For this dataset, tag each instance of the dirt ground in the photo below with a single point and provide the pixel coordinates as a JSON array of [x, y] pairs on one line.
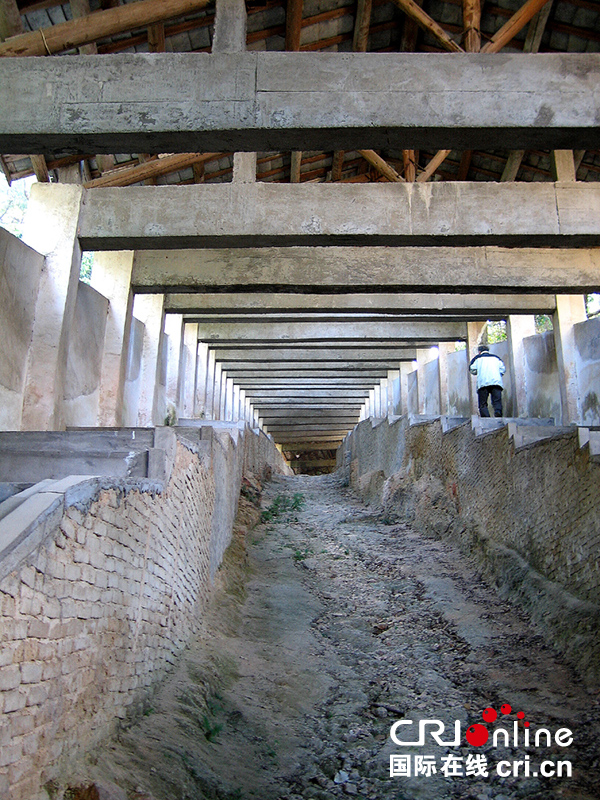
[[328, 625]]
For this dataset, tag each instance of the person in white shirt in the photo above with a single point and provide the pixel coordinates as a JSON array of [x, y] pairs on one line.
[[489, 369]]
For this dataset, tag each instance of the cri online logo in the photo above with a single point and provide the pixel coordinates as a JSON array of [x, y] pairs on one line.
[[477, 734]]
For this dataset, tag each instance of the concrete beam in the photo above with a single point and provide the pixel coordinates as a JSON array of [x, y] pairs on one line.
[[179, 102], [266, 333], [338, 270], [418, 303]]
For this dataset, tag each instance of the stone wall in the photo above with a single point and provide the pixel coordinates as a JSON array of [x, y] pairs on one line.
[[530, 516], [20, 270], [102, 583]]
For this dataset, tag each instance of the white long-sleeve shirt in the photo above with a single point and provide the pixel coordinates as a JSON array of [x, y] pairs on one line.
[[489, 369]]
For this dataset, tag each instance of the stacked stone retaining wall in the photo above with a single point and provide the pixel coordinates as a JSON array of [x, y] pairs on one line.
[[530, 515], [99, 593]]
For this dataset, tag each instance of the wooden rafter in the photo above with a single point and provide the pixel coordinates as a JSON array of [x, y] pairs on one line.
[[362, 25], [85, 30], [293, 24], [433, 165], [150, 169], [472, 25], [424, 21], [381, 166], [81, 8], [515, 24]]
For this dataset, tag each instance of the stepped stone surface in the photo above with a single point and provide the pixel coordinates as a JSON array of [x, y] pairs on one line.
[[329, 623]]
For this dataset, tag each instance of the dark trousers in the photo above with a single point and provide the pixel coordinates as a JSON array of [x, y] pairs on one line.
[[482, 396]]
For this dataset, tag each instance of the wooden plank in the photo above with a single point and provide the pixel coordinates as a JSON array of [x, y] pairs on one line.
[[156, 37], [472, 25], [40, 168], [465, 163], [81, 8], [296, 161], [433, 165], [150, 169], [516, 23], [99, 25], [513, 162], [336, 165], [293, 24], [424, 21], [410, 165], [10, 19], [381, 166], [362, 25]]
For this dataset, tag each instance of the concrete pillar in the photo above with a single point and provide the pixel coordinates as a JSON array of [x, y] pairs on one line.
[[174, 329], [149, 309], [51, 229], [187, 370], [201, 379], [228, 399], [563, 165], [237, 409], [444, 348], [111, 276], [474, 333], [394, 390], [570, 309], [209, 401], [217, 392], [518, 327], [383, 397], [230, 37]]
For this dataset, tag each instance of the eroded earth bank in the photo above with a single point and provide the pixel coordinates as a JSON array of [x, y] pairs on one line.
[[329, 623]]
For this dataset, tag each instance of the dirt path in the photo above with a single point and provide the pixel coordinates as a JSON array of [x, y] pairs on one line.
[[339, 626]]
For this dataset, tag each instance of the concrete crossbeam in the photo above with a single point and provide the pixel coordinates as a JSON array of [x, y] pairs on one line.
[[179, 102], [337, 270], [284, 303], [265, 332]]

◆ TASK GOAL: Pictures stay out; everything else in the entries is copied exactly.

◆ WRITTEN ANSWER:
For this dataset, tag each instance of the dirt ground in the photo below with a single point and provide the pixel coordinates as a JSON array of [x, y] pairs on one line.
[[328, 625]]
For this dataset, tag each instance of the person in white shirt in the photo above with a single point and provide the pixel coordinates as a JSON array of [x, y] pairs on one line.
[[489, 369]]
For this dataset, tag each instance of the cri online logo in the photo above with a single point and provide the pixel coordinates as a JSON array of [x, y] pairs on one line.
[[477, 734]]
For this dataset, tag each instance of the concrete beam in the photo above with a single point and provide the pixel coordinates as a JSON array of [x, y] pairs on one line.
[[179, 102], [266, 333], [338, 270], [418, 303]]
For this dataset, tag each instance of the stone wall in the photo above with a single point and provide the pixel coordinates as a JSON array of [x, y] pairs on one line.
[[530, 516], [20, 270], [102, 583]]
For this dataset, tag each instance of the white long-sleeve shirt in the photo above with a single point and provide the pixel coordinates as a JSON array of [x, y] pairs on one line.
[[489, 369]]
For this dataset, tag each instance of the stacked stone retaining wall in the photo above with a single point and provide the pixel coordinates as a JSON array of [x, y] pairs on one line.
[[530, 515], [99, 593]]
For this dataset, tag each instance of the wooden rafter in the photo above with a single point and provide the pixel coordinates as a JSON array of [x, y] pairs on one line.
[[362, 25], [85, 30], [293, 24], [433, 165], [150, 169], [472, 25], [424, 21], [381, 166], [81, 8], [515, 24]]
For this dataset, tag each instance of the stepped stone surface in the photo above with a single point and provide the pixel coordinates as a JSON array of [x, y] pairs on one line.
[[329, 623]]
For this dataset, tag each instance of the dark trousers in the photo above with a single point and provide the pixel coordinates as a JSON array of [x, y] pairs on one line.
[[482, 396]]
For this dataset, tag each instance of the wooden plank in the photo above with a single point and provide the pixel coordinates as a JSON array of [x, y] pairs on one line.
[[156, 37], [472, 25], [40, 168], [465, 163], [81, 8], [296, 161], [433, 165], [150, 169], [516, 23], [99, 25], [513, 162], [336, 165], [293, 24], [424, 21], [410, 165], [10, 19], [381, 166], [362, 25]]
For this dataset, tag each instance of the concrete pillar in the photo above with a single point and provide the pixel coordinates as a JSON array of [x, y] pairs on one line.
[[174, 329], [149, 309], [51, 229], [187, 370], [201, 379], [228, 399], [563, 165], [237, 409], [444, 348], [111, 276], [474, 333], [394, 390], [570, 309], [209, 401], [217, 392], [518, 327], [383, 397], [230, 37]]
For this dataset, tag each instance of the eroded earth bank in the photo above with a single point and provide the pixel coordinates as a JSON array of [x, y] pairs on one line.
[[329, 623]]
For this dataset, tag each instance of the dirt path in the photo above with a single point and provide the pixel coordinates as a JSON array of [x, y] pairs on one line.
[[339, 626]]
For this dataset, tag each instance of the concrete crossbeam in the photo above with a single point and provide the pixel coordinates as a JSON array of [x, y] pairs on one line.
[[179, 102], [337, 270], [284, 303], [265, 332]]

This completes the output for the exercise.